START EXERCISE PASSAGE

It’s a Game Changer…

Lentil recipe with veggies.
Red lentils with veggies that I cooked Sunday.

Saturday evening, after watching a show on Netflix called The Game Changers, my husband announced he wanted to go on a plant-based diet. He said the show talked about the health benefits and that we should try it several days a week. Not go full vegan, but cut out meat three to four days per week. The movie featured professional athletes and Olympians who went plant-based and got stronger and gained more endurance. It argued against theories we’ve grown up with that to be strong you need to eat animal protein. The movie explained that plants also offer complete proteins.

When our kids were young, my husband told them that if they wanted to grow up big and strong they needed to eat something “with a face.”

At the exact time my husband said he wanted to cut out meat, I was charring a giant tri-tip on the barbecue that I found half price at the store. I also sauteed shishito peppers in sesame oil, cooked green beans from the farmer’s market and heated up mashed potatoes. It was a delicious meal. Yes, we eat a lot of meat. Would I be able to give it up? Or cut back? I crave protein and eat beef, chicken, pork and fish.

Charred rare tri-tip, green beans and mashed potatoes.
Last night’s dinner. Tri-tip charred on the outside, rare inside and veggies.

I watched the show on Sunday and thought I could try it a few days a week and see how it goes. We’re both feeling aches and pains we didn’t a year or two ago — and if a plant-based diet makes us feel better and healthier, why not? So, I cooked a batch of lentils. My son introduced me to lentils a few years ago and they are a staple in his diet. He’s not a vegan, but he definitely doesn’t eat meat every day.

I tried a different type that that I haven’t used before, fast cooking red lentils, and I simmered them in vegetable broth for 15 minutes. The package said one cup lentils to three cups liquid. They need to be rinsed before you cook them. Then I prepped garlic, onion, peppers, carrots, celery and cherry tomatoes.

Red Mill red lentils
The lentils simmering on the stove.
lentils draining after simmering
Red lentils draining after 15 minutes of simmering.
onions, peppers, celery, carrots and cherry tomoatoes
The best tasting and most beautiful part of this dish.

I sauteed garlic and onion and spices in avocado oil. I’m an avocado oil fan because it cooks at a higher temperature than olive oil. It cooks faster and hotter.

garlic and onions sauteed in avocado oil
Sauteed onions, garlic and spices of cumin, ginger, ancho chile powder, turmeric, salt and pepper.

The secret is to come up with a blend of spices that you love and season it well. The lentils pick up the flavors of their surroundings.

It was filling and delicious. I sent my husband to a friend’s house with a big slab of the tri-tip roast. I’ll enjoy the leftover tri-tip on a non-vegan day, but if I’m going to try going meatless three days a week, I don’t want it sitting in the fridge staring at me.

Should I try going plant-based three days in a row? Or, mix it up?

Have you tried a plant-based diet? How did it make you feel? I’m not known for a lot of will power. Do you have any tips or recipes I should try? Is it cheating to eat cheese or use butter? Would you give up meat? Why or why not?

END EXERCISE PASSAGE
START DATASET RECORDS

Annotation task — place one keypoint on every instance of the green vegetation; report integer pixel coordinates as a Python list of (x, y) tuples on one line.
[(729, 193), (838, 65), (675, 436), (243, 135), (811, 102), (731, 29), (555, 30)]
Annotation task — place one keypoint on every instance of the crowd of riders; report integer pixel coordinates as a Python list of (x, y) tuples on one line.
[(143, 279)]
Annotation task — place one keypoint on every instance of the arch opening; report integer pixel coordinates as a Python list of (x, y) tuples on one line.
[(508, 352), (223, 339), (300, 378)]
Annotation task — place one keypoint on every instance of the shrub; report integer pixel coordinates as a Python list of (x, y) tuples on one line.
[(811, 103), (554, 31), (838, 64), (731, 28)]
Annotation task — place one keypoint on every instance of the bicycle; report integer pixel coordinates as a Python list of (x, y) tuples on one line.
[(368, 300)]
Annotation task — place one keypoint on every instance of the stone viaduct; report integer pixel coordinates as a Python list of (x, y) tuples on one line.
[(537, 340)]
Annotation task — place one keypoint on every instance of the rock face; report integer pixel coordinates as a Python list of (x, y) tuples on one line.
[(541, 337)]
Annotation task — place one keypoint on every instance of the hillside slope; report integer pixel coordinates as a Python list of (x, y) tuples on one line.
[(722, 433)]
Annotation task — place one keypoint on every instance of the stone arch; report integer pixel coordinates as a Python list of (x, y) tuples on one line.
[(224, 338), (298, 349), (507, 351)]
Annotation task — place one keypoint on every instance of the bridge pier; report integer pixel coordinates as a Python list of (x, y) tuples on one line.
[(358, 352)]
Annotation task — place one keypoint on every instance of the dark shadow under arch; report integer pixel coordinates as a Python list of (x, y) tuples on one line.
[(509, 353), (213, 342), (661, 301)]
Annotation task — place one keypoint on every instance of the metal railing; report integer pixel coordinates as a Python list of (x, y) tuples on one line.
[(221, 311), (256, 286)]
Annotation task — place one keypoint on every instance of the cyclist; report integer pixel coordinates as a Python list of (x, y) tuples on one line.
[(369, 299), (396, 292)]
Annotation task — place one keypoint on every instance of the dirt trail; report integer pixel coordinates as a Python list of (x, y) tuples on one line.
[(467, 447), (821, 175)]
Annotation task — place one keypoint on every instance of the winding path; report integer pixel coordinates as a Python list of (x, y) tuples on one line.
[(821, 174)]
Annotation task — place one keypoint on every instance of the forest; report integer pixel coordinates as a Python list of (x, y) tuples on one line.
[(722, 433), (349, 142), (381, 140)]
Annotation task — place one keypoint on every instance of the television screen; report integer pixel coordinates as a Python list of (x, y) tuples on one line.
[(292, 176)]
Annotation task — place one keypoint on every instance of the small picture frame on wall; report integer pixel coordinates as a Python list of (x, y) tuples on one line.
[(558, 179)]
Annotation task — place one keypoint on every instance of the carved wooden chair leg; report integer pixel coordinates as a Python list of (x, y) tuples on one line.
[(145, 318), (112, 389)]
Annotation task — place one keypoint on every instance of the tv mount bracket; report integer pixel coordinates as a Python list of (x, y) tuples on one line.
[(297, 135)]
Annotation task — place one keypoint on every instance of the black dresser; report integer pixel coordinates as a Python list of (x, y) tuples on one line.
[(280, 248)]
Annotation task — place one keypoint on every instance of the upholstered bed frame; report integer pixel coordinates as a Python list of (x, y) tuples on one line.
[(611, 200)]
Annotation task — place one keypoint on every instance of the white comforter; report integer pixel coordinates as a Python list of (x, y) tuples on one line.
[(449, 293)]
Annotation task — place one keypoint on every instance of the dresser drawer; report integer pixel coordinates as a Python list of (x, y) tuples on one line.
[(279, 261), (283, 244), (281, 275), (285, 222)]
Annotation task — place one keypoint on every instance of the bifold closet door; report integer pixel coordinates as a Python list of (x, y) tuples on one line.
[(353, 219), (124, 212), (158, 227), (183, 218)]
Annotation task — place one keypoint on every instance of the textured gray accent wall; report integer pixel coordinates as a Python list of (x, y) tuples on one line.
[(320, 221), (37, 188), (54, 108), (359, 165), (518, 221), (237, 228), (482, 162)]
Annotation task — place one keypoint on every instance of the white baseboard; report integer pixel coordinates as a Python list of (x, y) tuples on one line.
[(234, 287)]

END DATASET RECORDS

▶ TASK BRIEF:
Answer these questions about the plant-based diet post above.
(a) How many days per week did the husband propose cutting out meat?
(b) For how long, and in what liquid, were the red lentils simmered?
(c) Which oil were the garlic and onion sauteed in?

▶ REPLY:
(a) Three to four days per week.
(b) For 15 minutes, in vegetable broth.
(c) Avocado oil.